From 6cfaf767c10025271b471f9b4a34619811c9ecda Mon Sep 17 00:00:00 2001
From: David Galloway <david.galloway@ibm.com>
Date: Thu, 5 Feb 2026 09:17:01 -0500
Subject: [PATCH] common: s/http/https in apt sources as outbound port 80 is
 blocked in Sepia

Signed-off-by: David Galloway <david.galloway@ibm.com>
---
 roles/common/handlers/main.yml     |  4 ++++
 roles/common/tasks/apt_systems.yml | 21 +++++++++++++++++++++
 2 files changed, 25 insertions(+)

diff --git a/roles/common/handlers/main.yml b/roles/common/handlers/main.yml
index 30e2a52d..72534de6 100644
--- a/roles/common/handlers/main.yml
+++ b/roles/common/handlers/main.yml
@@ -5,3 +5,7 @@
     state: restarted
   # There's an issue with ansible<=2.9 and our custom built kernels (5.8 as of this commit) where the service and systemd modules don't have backwards compatibility with init scripts
   ignore_errors: "{{ 'ceph' in ansible_kernel }}"
+
+- name: apt update
+  ansible.builtin.apt:
+    update_cache: yes
diff --git a/roles/common/tasks/apt_systems.yml b/roles/common/tasks/apt_systems.yml
index 824b1333..a0987925 100644
--- a/roles/common/tasks/apt_systems.yml
+++ b/roles/common/tasks/apt_systems.yml
@@ -57,3 +57,24 @@
     state: present
   when:
     - ansible_distribution_major_version|int >= 24
+
+# Outbound port 80 traffic is blocked in Sepia
+- name: Find apt source list files
+  ansible.builtin.find:
+    paths:
+      - /etc/apt
+      - /etc/apt/sources.list.d
+    patterns:
+      - sources.list
+      - "*.list"
+    file_type: file
+  register: apt_source_files
+
+- name: Replace http with https in apt sources
+  ansible.builtin.replace:
+    path: "{{ item.path }}"
+    regexp: '(^\s*deb(?:-src)?\s+)(http://)'
+    replace: '\1https://'
+    backup: yes
+  loop: "{{ apt_source_files.files }}"
+  notify: apt update
-- 
2.47.3

_DIRECTIONS:_
a: Rewrite everything from "From 6cfaf767c10025271b471f9b4a34619811c9ecda Mon" down to "changed, 25 insertions(+)" in the patch, changing "Sepia" to "the lab".
b: According to the patch, why are apt sources switched from http to https?

_Stored items:_
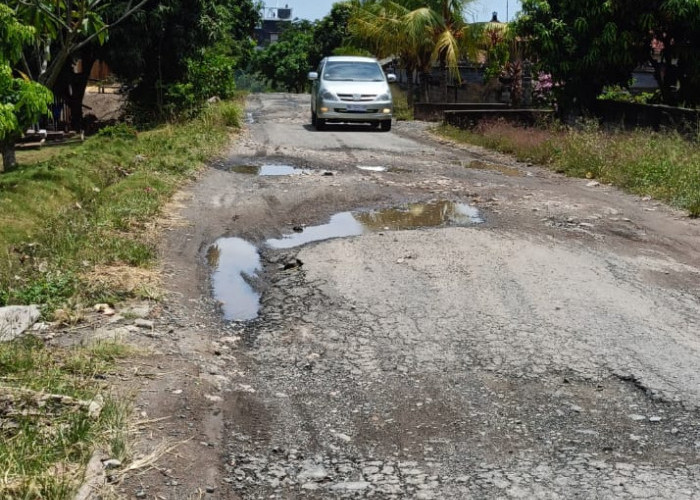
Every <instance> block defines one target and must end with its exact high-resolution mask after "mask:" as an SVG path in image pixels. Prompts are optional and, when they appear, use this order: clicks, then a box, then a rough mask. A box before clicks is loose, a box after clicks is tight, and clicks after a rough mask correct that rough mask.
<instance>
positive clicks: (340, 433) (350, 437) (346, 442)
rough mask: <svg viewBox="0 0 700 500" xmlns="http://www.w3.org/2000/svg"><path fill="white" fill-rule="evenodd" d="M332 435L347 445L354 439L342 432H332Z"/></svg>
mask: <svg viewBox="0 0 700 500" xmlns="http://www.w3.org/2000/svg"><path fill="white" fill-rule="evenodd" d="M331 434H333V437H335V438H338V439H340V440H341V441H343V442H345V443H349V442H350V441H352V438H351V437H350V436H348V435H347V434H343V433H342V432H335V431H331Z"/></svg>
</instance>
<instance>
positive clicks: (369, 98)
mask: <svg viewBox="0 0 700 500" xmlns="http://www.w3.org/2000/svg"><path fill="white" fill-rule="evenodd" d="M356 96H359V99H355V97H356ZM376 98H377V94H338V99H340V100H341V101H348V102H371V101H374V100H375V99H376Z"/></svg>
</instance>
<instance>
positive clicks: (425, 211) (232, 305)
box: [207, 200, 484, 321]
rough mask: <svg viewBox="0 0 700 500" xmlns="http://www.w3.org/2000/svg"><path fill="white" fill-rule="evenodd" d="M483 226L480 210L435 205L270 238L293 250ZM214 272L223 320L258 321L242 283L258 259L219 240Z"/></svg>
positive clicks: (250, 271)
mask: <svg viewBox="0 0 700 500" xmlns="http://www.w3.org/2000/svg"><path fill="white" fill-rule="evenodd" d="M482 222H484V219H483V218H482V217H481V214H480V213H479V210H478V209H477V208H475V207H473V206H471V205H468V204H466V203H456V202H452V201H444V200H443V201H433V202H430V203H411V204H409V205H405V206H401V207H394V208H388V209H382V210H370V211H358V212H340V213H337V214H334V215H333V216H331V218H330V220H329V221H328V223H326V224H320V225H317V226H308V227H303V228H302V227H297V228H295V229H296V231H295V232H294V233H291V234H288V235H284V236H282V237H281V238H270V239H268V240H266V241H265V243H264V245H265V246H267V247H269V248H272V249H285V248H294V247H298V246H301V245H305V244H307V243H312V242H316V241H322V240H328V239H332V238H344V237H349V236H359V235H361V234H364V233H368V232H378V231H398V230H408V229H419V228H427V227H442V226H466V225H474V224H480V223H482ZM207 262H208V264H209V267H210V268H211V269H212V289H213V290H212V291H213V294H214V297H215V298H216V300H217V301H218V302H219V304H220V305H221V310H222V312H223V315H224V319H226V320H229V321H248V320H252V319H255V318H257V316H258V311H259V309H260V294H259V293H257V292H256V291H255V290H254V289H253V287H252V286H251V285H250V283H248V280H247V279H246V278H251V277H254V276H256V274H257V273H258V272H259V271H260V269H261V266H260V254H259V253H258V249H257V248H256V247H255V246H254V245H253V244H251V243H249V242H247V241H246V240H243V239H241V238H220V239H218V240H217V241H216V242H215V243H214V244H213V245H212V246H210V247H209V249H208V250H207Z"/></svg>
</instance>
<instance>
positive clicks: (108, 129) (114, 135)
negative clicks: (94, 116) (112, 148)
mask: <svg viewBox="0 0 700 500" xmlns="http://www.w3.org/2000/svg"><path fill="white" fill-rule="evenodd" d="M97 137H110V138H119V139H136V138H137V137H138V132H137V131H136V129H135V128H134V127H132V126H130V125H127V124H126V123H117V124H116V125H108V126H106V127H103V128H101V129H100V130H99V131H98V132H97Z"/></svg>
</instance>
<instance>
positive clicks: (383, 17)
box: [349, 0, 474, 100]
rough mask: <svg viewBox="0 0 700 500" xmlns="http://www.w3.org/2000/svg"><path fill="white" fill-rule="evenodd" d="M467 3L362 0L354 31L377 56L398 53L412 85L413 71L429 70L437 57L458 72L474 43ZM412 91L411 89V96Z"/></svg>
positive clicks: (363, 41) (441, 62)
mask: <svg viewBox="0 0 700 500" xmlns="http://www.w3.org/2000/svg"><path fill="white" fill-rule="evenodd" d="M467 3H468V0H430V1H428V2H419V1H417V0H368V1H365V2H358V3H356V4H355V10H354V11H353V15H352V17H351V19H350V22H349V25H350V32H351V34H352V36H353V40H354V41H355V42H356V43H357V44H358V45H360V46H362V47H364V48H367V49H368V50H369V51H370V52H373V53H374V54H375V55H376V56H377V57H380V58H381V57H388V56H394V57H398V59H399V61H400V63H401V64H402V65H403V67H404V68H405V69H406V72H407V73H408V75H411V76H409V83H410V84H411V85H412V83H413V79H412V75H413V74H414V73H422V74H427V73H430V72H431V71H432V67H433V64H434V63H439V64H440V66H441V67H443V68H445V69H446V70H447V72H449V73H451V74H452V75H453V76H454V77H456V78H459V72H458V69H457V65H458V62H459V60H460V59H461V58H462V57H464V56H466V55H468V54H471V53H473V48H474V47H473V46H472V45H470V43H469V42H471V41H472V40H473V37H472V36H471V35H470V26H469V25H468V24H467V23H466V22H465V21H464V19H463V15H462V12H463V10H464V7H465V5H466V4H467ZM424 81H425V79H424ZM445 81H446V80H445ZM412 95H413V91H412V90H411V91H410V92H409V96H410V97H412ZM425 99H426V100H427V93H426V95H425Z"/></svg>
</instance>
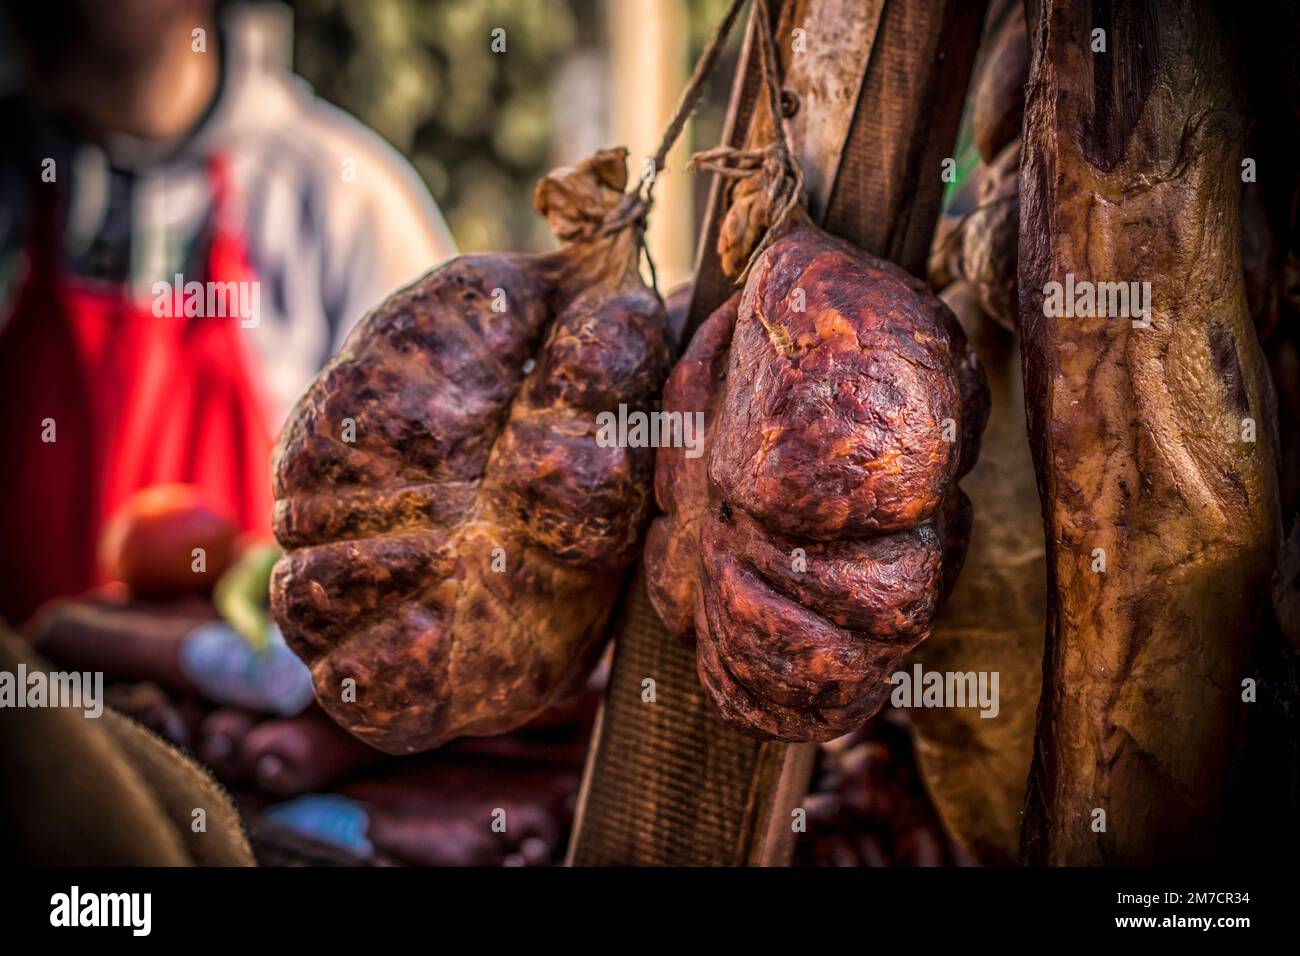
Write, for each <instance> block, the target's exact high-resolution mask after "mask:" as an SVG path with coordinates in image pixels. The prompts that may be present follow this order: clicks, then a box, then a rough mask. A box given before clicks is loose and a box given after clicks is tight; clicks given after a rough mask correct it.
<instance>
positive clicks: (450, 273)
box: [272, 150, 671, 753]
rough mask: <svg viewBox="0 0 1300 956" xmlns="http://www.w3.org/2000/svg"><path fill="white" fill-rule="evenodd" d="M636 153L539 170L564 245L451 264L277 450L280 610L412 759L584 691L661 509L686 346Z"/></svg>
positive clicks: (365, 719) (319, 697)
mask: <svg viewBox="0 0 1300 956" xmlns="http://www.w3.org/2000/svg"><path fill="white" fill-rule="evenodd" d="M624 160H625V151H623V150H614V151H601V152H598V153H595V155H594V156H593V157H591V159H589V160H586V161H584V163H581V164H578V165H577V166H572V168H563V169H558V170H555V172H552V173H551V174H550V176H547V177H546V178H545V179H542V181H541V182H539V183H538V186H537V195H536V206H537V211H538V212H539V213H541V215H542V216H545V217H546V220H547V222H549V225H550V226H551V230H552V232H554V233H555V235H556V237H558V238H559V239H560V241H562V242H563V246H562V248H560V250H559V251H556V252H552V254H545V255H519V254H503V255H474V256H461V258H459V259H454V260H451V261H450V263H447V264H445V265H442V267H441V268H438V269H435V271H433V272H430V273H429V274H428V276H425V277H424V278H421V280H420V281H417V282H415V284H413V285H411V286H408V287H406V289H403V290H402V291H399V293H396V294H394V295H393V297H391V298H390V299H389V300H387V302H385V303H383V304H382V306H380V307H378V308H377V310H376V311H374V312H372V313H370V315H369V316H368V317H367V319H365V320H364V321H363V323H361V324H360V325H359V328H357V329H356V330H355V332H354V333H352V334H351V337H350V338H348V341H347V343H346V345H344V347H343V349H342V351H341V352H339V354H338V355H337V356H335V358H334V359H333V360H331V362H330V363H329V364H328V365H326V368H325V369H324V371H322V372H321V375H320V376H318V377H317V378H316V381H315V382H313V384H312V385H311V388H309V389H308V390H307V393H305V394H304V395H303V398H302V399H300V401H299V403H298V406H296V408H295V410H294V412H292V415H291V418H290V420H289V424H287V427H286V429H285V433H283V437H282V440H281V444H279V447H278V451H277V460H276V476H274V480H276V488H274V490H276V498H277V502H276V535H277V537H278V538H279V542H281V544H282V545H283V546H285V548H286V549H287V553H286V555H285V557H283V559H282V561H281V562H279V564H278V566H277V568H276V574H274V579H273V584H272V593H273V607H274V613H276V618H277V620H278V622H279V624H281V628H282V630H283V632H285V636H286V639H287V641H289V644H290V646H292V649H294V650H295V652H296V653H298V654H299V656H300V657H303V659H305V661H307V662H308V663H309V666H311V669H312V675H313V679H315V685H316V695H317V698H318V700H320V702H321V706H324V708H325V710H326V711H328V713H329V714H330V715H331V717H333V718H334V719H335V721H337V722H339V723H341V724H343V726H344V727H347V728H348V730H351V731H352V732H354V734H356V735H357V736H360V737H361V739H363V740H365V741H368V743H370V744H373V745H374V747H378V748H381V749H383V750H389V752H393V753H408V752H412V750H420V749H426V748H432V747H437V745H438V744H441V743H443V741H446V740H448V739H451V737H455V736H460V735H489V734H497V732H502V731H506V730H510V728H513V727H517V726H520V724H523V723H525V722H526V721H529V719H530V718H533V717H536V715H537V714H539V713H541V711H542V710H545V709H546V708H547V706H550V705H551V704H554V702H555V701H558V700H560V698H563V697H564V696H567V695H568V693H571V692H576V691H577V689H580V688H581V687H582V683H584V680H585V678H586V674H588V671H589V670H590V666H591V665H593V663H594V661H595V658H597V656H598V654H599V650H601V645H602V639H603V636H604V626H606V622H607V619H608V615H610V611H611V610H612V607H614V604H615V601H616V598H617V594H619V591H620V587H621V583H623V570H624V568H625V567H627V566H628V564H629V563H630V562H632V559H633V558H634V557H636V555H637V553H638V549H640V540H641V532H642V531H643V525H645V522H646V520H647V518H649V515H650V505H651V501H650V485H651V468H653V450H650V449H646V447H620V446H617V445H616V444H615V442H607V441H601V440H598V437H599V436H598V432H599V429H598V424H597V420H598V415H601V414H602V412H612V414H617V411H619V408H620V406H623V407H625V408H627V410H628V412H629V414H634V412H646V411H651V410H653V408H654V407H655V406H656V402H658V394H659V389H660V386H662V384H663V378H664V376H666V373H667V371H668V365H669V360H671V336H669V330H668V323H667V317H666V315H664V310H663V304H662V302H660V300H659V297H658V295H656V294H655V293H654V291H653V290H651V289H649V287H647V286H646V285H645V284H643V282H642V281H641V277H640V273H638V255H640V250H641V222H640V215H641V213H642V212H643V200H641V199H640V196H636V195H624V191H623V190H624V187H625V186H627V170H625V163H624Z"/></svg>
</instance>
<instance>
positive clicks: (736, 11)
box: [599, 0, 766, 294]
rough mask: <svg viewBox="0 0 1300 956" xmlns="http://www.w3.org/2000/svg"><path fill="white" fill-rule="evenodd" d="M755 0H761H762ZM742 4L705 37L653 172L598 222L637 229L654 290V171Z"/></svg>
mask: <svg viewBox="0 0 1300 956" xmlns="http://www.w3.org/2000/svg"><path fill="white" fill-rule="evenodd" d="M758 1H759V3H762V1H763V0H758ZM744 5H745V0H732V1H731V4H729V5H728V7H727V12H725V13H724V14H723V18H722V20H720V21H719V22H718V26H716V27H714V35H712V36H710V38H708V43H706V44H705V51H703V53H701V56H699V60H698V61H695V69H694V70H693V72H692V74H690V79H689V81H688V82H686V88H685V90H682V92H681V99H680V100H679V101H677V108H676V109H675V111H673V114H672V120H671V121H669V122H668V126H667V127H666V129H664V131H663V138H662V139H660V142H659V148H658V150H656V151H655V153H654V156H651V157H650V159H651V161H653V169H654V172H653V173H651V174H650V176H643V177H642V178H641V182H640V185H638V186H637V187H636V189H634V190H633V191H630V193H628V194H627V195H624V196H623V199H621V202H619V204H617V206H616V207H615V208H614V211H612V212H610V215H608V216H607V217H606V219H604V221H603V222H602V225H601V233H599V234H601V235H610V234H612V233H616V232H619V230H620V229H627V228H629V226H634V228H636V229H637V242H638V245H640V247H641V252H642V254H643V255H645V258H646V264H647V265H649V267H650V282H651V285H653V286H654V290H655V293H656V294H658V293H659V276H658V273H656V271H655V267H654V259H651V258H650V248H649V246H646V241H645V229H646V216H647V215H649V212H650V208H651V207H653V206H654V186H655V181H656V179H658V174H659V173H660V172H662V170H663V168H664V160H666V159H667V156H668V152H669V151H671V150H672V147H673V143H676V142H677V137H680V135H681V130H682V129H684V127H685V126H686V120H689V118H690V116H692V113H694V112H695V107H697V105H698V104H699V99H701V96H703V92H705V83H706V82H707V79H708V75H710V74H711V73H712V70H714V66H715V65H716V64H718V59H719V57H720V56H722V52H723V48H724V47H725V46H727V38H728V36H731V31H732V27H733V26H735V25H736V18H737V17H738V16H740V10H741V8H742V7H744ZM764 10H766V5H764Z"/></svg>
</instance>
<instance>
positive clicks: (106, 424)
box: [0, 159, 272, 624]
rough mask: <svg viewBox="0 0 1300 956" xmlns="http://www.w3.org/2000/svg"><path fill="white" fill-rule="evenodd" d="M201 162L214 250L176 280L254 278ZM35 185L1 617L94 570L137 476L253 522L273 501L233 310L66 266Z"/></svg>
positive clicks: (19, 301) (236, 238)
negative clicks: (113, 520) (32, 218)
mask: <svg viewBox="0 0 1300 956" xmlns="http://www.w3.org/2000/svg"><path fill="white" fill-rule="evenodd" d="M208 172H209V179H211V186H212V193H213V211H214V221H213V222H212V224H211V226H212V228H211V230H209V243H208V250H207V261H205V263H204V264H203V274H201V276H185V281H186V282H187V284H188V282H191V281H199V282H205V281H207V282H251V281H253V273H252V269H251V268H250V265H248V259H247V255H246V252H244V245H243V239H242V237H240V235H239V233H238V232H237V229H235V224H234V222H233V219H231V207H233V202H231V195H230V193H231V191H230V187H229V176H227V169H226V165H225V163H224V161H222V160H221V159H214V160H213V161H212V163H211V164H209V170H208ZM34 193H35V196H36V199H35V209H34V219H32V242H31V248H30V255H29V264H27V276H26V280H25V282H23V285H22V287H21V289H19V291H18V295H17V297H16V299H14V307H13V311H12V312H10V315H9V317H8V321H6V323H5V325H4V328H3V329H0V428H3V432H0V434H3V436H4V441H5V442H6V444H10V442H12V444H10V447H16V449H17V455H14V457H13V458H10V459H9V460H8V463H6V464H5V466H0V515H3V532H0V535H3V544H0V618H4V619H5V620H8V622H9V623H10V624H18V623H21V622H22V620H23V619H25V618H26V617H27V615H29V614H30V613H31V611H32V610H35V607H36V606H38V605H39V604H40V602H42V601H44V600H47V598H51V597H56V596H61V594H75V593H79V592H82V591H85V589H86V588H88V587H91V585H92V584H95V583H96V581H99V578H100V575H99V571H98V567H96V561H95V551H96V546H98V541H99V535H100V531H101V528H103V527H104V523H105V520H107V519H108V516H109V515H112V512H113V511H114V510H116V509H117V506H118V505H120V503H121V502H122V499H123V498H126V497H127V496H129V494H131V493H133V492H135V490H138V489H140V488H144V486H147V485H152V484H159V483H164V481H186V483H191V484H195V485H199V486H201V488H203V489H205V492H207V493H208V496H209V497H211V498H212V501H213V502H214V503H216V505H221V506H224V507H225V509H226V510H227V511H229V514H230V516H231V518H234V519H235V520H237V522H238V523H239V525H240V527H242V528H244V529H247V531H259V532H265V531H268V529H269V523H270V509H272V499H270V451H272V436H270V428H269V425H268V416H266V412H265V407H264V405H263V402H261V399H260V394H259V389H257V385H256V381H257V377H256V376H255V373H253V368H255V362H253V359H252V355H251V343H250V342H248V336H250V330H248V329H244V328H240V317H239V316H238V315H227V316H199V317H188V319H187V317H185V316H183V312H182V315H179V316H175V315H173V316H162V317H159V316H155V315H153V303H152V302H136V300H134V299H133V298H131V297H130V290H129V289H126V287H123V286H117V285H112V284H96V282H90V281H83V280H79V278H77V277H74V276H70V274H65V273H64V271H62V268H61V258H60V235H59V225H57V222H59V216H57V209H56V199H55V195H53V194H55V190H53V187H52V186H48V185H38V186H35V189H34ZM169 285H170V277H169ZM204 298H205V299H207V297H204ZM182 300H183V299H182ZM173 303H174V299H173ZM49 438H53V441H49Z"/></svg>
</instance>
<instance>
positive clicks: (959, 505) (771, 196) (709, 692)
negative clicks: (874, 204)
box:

_RESULTS FOR THE EXERCISE:_
a:
From 6cfaf767c10025271b471f9b4a34619811c9ecda Mon Sep 17 00:00:00 2001
From: David Galloway <david.galloway@ibm.com>
Date: Thu, 5 Feb 2026 09:17:01 -0500
Subject: [PATCH] common: s/http/https in apt sources as outbound port 80 is
 blocked in the lab

Signed-off-by: David Galloway <david.galloway@ibm.com>
---
 roles/common/handlers/main.yml     |  4 ++++
 roles/common/tasks/apt_systems.yml | 21 +++++++++++++++++++++
 2 files changed, 25 insertions(+)

b: Outbound port 80 traffic is blocked in Sepia.